SHORT PROBLEM:
Quote the data below word for word, omitting any pictures.
***
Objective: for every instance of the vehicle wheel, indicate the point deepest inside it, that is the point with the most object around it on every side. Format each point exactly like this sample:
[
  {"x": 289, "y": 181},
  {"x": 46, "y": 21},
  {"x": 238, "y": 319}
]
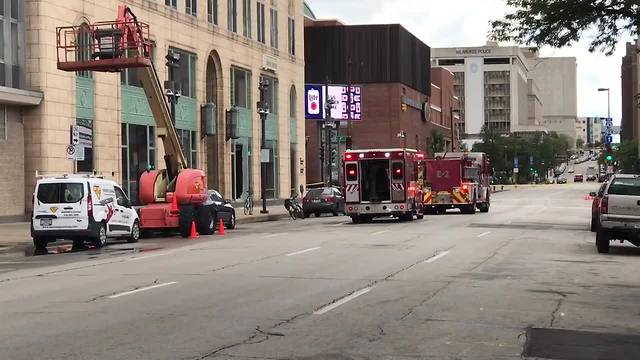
***
REPLY:
Objective: for every instance of the vehicle wheel, indicate the point deepest inside it, that is the point with the most object around it on every side. Format each point exactly like this sample:
[
  {"x": 289, "y": 181},
  {"x": 46, "y": 21},
  {"x": 238, "y": 319}
]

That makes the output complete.